====== Material for this exercise
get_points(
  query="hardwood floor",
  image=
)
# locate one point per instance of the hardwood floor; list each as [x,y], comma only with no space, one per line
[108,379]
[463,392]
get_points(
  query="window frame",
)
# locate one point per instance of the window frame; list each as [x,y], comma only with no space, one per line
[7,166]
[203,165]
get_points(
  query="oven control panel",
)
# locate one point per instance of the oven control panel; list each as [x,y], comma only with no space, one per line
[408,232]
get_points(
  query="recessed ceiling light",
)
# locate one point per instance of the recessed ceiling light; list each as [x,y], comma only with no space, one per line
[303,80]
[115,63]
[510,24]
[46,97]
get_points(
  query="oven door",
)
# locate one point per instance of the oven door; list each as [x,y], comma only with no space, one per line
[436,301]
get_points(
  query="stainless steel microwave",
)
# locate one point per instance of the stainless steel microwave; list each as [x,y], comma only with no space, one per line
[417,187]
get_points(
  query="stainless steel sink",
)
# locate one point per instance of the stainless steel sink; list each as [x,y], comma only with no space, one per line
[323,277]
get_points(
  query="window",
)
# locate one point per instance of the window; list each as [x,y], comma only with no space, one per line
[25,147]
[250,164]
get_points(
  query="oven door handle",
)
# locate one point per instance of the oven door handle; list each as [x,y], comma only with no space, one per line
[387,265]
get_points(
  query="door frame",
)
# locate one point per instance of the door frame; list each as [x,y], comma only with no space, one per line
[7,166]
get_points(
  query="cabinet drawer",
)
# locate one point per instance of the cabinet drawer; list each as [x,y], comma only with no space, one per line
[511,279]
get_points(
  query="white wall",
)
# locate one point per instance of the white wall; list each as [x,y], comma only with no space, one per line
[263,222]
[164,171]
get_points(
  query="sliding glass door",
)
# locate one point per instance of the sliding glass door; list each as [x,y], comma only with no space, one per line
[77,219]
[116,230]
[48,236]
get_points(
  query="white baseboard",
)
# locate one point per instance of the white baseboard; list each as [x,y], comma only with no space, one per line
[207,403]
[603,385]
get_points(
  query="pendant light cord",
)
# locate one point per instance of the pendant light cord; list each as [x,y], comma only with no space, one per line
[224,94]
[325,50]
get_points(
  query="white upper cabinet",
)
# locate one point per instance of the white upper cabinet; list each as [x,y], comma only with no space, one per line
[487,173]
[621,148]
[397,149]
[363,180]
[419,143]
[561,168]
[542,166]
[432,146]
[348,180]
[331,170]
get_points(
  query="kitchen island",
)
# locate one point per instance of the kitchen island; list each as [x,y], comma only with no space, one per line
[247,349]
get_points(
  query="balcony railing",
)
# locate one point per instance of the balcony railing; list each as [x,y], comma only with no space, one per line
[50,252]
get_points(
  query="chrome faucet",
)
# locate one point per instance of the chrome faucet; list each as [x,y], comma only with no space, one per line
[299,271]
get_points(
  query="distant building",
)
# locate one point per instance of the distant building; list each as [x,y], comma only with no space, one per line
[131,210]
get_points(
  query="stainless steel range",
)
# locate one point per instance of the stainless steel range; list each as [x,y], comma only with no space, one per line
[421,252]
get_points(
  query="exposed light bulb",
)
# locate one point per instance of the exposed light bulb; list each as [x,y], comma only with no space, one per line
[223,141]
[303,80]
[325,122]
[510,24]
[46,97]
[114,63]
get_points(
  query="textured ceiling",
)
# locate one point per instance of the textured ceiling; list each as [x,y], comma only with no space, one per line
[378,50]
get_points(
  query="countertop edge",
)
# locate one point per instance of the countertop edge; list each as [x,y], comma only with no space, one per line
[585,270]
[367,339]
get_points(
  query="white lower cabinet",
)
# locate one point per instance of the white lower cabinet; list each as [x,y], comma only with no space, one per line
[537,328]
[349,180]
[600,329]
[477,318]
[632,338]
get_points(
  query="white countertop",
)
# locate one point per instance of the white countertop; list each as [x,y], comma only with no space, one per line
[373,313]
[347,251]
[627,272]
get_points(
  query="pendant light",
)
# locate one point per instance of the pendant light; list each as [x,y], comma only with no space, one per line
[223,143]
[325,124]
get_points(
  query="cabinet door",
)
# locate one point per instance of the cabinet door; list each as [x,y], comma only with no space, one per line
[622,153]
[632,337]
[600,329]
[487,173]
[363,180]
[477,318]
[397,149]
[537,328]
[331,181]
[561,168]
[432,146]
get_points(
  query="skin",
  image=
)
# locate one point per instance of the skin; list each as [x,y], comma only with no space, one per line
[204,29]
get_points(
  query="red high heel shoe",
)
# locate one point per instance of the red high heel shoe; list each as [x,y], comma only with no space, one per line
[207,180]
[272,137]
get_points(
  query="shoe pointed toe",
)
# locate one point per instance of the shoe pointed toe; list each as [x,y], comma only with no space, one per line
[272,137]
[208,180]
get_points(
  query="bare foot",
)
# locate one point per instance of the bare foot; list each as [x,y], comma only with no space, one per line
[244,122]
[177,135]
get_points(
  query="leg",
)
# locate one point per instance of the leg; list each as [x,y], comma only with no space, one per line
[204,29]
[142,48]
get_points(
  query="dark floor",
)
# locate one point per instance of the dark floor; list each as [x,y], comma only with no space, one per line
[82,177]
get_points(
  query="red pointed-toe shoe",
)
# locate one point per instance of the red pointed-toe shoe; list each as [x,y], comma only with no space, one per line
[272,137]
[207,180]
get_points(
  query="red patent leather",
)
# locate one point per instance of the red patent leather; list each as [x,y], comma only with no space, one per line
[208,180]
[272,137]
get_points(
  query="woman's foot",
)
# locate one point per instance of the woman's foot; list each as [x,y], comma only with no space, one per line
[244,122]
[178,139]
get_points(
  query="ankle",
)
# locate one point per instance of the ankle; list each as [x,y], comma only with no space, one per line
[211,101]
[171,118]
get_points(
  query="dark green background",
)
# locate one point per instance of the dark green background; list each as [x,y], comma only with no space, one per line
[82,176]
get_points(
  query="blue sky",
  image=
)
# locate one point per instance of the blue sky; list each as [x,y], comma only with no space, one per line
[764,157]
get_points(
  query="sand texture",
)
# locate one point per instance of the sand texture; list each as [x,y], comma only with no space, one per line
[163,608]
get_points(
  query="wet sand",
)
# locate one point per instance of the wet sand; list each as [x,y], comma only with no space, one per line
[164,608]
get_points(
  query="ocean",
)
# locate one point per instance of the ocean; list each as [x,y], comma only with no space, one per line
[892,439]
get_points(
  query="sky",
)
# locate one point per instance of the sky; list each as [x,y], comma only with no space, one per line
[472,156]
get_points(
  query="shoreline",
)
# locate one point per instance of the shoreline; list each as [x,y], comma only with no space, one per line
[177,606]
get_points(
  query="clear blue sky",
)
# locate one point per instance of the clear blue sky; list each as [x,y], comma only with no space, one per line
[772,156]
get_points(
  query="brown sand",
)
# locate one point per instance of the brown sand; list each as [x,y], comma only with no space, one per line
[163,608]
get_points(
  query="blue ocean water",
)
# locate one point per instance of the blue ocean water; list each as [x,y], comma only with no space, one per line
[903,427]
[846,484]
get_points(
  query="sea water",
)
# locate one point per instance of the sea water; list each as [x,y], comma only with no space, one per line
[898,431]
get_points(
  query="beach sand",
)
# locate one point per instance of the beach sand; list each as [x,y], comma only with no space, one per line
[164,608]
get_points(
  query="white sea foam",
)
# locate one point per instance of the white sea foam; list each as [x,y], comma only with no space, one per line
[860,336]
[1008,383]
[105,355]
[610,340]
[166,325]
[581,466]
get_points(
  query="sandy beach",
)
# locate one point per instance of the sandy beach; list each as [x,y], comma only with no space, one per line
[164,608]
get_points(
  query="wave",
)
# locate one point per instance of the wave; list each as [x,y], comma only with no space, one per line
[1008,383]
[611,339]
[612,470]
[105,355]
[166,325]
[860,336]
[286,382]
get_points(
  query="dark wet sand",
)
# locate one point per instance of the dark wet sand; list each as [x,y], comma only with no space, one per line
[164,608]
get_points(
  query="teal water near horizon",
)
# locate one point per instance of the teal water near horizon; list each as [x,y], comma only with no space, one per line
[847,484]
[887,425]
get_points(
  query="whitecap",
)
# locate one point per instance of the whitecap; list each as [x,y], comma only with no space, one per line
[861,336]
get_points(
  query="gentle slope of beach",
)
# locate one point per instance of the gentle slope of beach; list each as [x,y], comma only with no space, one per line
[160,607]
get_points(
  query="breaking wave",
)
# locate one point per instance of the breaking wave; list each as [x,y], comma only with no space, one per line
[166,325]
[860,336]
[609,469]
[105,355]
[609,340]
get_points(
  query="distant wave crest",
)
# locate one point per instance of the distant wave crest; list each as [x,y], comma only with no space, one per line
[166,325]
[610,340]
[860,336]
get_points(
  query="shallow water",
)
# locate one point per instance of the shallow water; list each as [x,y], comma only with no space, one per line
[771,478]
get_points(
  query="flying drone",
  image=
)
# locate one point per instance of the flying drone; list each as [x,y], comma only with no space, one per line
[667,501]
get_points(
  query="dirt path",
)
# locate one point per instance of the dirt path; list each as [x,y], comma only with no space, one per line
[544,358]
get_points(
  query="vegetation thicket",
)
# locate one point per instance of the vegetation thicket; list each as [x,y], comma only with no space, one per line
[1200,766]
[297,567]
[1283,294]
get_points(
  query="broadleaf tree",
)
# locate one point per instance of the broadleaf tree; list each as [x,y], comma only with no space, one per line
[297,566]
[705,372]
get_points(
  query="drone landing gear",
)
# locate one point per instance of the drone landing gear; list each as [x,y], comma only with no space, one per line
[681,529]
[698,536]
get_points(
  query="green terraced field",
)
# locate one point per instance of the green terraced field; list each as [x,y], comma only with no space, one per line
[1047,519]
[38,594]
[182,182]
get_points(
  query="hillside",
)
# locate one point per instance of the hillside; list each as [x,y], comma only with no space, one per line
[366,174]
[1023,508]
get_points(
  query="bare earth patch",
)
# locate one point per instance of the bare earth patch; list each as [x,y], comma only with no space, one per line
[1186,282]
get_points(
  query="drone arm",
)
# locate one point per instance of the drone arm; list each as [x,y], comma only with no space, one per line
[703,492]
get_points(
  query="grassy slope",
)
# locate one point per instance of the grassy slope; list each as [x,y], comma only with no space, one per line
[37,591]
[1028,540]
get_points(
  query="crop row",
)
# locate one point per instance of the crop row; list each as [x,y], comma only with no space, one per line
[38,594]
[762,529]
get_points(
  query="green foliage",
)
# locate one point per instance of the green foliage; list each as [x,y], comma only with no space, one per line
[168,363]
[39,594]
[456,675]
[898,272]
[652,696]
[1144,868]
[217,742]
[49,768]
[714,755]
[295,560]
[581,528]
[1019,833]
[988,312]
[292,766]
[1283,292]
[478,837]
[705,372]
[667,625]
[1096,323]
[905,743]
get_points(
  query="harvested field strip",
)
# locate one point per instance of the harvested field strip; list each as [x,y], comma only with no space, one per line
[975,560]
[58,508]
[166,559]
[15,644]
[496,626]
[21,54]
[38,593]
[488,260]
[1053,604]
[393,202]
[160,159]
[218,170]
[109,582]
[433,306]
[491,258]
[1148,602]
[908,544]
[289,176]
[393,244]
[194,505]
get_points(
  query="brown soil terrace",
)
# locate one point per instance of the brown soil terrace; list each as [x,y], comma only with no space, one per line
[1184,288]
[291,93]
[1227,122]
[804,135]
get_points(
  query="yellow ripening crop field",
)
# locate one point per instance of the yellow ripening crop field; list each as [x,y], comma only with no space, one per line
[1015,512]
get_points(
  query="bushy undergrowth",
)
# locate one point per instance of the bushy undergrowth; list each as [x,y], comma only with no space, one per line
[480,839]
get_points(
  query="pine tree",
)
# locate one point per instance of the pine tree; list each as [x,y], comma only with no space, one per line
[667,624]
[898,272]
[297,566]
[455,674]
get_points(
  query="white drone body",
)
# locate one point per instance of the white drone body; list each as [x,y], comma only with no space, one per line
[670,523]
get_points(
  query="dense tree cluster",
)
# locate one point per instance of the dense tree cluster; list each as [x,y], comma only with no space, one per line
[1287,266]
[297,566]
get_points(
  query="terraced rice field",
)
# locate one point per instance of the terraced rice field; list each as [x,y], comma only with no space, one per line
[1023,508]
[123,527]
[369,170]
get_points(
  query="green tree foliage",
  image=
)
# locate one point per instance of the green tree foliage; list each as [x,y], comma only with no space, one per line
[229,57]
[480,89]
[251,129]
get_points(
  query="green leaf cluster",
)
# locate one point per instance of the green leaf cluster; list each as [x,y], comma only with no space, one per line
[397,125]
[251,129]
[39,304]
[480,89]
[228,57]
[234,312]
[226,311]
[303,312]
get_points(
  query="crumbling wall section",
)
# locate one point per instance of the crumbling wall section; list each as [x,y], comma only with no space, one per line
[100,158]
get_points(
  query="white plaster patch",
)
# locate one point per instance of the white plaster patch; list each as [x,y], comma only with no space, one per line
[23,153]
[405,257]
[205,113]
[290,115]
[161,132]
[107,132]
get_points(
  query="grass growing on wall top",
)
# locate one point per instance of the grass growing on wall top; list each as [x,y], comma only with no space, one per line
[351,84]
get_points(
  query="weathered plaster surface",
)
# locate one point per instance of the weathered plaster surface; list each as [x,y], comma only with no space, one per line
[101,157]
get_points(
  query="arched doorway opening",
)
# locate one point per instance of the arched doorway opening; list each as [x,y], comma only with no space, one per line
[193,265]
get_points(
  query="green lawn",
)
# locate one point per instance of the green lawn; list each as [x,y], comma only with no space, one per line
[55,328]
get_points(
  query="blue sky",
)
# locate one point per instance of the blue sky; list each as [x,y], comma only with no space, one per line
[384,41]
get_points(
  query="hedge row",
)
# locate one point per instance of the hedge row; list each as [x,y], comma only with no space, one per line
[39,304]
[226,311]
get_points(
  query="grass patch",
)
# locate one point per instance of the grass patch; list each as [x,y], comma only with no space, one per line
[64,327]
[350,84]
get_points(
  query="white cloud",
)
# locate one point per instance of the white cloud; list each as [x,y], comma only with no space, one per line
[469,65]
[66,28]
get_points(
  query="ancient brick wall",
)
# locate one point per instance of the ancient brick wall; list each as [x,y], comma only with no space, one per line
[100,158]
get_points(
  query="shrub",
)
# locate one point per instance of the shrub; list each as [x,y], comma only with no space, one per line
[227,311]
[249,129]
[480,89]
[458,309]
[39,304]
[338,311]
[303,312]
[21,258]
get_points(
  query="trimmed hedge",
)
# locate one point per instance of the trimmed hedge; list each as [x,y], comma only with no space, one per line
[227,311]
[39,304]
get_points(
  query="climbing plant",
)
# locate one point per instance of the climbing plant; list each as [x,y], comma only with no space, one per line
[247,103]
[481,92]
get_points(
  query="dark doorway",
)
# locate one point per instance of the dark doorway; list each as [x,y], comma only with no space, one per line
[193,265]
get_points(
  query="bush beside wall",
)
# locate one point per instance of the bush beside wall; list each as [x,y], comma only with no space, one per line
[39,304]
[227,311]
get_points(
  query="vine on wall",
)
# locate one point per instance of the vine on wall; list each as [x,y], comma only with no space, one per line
============
**Assigned task**
Only the number is needed here: how many lines in the data contain "vine"?

**Expected answer**
2